[Material shown start]

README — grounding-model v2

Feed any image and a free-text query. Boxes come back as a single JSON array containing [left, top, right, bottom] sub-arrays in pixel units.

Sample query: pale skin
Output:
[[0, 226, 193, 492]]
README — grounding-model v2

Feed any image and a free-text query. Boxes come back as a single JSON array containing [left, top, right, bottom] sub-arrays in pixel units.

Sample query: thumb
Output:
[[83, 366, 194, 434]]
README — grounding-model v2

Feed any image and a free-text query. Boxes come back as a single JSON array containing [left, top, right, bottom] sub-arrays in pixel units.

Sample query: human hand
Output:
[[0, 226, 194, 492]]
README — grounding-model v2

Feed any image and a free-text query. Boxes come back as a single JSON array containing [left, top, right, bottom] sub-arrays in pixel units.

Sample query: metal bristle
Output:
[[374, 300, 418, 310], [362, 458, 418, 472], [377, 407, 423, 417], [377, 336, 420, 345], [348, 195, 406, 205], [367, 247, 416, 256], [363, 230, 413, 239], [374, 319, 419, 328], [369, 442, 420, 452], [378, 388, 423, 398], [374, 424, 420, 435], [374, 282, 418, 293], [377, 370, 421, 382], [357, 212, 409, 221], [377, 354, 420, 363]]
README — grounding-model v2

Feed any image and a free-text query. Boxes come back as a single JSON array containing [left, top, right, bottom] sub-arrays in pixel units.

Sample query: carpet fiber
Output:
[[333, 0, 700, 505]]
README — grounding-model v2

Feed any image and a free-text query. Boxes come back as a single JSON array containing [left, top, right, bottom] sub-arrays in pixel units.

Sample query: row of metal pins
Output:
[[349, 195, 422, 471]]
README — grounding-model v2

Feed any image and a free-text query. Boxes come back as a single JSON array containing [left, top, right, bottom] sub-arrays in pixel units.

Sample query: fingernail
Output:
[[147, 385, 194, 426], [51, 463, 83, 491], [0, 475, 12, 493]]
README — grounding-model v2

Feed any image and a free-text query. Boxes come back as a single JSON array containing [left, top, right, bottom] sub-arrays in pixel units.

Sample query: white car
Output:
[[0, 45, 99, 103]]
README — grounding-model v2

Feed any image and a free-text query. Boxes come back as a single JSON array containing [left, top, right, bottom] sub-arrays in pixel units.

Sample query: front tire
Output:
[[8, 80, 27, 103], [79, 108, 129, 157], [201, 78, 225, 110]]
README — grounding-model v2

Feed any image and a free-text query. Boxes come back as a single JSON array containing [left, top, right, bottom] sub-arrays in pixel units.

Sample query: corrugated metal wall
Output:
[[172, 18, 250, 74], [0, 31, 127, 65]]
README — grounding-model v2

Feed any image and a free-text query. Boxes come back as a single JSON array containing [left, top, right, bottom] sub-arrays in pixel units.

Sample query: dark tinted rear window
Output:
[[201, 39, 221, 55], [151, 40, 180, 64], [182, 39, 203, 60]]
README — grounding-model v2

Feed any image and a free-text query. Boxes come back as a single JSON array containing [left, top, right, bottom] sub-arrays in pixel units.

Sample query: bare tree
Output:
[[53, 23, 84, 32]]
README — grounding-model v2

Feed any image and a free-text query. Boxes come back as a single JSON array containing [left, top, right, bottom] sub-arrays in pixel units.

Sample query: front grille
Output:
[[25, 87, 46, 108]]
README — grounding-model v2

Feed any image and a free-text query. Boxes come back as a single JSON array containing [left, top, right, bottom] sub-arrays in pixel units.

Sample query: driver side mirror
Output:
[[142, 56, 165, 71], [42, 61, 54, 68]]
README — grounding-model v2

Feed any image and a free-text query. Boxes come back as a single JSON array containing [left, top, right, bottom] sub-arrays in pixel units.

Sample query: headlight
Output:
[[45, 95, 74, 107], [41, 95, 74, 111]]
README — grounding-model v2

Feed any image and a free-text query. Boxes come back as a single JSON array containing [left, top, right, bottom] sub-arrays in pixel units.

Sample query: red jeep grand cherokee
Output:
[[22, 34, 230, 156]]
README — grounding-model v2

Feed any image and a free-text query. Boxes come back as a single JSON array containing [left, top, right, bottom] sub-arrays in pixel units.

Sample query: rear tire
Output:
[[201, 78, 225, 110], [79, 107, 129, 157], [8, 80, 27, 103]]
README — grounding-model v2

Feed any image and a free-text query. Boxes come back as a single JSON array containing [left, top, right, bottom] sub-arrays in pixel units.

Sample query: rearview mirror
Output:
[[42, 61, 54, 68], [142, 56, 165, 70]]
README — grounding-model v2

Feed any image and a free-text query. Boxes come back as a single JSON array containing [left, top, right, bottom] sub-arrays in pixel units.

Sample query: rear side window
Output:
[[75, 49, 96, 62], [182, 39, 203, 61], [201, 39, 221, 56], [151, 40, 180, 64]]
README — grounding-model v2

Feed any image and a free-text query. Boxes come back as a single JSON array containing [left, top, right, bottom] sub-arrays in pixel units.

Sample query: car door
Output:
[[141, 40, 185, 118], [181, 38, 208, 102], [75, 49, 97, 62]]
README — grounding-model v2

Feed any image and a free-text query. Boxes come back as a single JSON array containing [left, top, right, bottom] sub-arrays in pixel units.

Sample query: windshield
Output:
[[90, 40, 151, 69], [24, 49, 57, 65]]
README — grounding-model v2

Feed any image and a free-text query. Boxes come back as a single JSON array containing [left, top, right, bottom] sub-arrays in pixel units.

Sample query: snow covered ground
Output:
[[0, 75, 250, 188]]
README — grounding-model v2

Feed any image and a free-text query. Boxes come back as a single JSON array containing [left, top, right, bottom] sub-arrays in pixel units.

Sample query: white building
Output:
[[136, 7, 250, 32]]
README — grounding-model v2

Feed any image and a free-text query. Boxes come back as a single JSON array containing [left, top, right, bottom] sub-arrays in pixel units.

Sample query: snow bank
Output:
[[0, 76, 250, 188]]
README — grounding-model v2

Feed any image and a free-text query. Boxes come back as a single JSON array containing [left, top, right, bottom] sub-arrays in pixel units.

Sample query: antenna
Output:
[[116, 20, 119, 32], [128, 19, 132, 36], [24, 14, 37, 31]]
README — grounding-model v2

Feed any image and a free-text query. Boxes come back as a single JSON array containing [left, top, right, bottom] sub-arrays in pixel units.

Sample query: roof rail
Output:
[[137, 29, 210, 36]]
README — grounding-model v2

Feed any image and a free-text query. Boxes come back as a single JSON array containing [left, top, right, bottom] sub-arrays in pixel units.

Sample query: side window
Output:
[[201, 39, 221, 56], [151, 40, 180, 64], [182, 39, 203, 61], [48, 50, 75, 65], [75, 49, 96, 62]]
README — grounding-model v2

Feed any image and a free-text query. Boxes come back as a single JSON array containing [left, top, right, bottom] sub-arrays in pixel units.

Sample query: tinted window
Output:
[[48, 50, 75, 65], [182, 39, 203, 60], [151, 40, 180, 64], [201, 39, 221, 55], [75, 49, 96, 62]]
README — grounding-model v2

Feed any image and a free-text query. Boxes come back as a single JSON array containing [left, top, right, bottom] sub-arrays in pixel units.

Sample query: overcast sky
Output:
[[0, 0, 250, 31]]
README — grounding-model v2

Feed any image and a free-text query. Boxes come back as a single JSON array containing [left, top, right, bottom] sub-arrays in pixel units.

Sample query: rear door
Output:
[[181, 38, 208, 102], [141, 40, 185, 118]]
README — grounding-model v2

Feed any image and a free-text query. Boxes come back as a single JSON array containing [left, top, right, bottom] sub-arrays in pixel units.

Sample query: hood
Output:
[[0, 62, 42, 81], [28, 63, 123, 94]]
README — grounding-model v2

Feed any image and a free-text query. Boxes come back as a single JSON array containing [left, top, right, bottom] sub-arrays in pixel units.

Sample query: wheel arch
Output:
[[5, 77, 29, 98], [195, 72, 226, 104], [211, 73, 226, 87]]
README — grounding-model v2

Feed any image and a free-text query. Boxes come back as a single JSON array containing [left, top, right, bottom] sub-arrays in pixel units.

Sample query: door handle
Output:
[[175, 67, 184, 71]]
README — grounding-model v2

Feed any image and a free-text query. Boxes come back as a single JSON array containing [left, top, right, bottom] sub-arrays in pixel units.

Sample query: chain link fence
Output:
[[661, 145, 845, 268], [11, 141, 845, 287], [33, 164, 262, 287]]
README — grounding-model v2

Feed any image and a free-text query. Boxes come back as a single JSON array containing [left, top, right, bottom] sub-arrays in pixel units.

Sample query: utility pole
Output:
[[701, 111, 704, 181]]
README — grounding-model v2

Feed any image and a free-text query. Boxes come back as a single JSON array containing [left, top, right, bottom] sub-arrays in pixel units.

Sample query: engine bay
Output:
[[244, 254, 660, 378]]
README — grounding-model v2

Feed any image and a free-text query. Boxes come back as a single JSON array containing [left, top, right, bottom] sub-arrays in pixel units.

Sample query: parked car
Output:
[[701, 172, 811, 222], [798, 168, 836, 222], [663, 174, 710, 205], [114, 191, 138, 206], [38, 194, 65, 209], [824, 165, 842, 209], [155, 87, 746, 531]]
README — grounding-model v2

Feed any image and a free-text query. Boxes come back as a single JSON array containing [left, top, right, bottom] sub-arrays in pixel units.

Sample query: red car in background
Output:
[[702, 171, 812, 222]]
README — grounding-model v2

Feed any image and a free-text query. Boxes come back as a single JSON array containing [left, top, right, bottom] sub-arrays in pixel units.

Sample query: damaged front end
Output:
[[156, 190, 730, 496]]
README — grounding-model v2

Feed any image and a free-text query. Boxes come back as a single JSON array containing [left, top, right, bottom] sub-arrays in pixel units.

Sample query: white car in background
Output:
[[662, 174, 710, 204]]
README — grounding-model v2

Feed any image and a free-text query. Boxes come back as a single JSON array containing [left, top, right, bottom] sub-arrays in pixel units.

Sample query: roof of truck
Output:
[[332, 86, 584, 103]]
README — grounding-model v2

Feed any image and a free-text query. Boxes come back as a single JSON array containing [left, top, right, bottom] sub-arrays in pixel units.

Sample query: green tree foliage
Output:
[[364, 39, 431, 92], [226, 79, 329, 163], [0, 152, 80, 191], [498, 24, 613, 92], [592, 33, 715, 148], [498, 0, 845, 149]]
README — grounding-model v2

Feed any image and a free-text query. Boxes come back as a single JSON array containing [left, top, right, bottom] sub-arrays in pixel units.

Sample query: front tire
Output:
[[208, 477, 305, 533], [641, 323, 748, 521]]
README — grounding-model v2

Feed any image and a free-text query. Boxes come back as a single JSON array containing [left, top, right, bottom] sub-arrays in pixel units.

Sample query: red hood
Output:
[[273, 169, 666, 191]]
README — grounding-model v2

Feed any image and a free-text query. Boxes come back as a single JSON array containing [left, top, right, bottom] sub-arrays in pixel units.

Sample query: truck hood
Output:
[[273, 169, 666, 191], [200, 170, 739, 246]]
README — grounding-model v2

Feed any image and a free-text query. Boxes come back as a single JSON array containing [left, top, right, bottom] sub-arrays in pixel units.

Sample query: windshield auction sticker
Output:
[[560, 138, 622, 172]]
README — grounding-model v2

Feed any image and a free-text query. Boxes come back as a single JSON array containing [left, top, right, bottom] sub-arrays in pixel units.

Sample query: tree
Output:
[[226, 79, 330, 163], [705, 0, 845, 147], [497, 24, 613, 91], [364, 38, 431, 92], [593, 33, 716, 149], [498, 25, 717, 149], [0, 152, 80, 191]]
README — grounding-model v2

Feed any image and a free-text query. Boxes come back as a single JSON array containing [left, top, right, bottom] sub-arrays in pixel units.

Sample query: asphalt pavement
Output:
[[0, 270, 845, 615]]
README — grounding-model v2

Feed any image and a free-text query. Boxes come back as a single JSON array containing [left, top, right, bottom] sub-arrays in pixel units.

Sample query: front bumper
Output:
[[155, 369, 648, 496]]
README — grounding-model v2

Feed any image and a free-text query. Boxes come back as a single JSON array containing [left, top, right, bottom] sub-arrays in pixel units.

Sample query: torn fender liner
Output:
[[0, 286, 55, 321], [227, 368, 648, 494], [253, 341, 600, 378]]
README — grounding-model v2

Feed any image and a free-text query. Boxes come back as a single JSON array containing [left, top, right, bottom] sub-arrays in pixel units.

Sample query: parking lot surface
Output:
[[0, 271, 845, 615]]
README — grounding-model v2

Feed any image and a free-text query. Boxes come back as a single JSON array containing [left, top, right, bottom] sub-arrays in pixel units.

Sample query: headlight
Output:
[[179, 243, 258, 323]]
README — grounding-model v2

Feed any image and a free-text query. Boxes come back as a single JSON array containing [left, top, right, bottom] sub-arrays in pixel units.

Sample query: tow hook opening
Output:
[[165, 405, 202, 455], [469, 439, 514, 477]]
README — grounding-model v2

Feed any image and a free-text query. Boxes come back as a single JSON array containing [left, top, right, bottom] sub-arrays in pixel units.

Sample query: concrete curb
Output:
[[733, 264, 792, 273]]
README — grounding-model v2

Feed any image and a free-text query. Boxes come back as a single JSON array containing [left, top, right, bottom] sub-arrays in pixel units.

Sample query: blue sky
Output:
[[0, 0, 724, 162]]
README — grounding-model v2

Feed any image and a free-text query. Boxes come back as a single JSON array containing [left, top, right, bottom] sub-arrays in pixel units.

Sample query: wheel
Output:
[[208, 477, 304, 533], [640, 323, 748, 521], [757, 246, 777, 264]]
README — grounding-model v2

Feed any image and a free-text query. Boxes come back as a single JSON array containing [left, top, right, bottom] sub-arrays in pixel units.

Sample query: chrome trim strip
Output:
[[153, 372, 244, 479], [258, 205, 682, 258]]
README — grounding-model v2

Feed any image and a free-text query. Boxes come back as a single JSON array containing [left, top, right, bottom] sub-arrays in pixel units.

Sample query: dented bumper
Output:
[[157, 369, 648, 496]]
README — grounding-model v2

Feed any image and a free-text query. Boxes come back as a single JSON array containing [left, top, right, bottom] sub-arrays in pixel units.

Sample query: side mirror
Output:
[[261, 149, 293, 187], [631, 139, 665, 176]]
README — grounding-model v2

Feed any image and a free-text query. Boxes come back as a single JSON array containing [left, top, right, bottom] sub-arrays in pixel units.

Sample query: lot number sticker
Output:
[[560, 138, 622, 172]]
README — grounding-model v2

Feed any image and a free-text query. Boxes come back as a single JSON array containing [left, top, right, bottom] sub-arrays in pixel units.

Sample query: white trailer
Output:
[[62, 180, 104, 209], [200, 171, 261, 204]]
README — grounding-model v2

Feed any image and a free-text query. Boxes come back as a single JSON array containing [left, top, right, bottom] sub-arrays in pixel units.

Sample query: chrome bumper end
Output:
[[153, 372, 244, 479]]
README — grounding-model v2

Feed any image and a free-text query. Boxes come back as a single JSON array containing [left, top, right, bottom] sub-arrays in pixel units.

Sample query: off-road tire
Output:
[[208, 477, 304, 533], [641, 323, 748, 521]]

[Material shown end]

**The problem:** Turn the records above into a Markdown table with columns Row and Text, giving each line its own numbered row and leaving out blank lines. Start at the beginning of the records and stop after the line that contains "[[83, 366, 194, 434]]".

**Solution to this problem:**
| Row | Text |
|---|---|
| 1 | README — grounding-model v2 |
| 2 | Feed any image and a free-text query. Boxes come back as a single JSON array containing [left, top, right, bottom] sub-arrays in pixel units. |
| 3 | Sample query: pale skin |
| 4 | Output: |
| 5 | [[0, 226, 193, 492]] |
| 6 | README — grounding-model v2 |
| 7 | Feed any image and a free-text query. Boxes come back as a single JSON array containing [left, top, right, bottom] sub-arrays in pixel units. |
| 8 | Sample query: thumb |
| 9 | Output: |
| 10 | [[83, 366, 194, 434]] |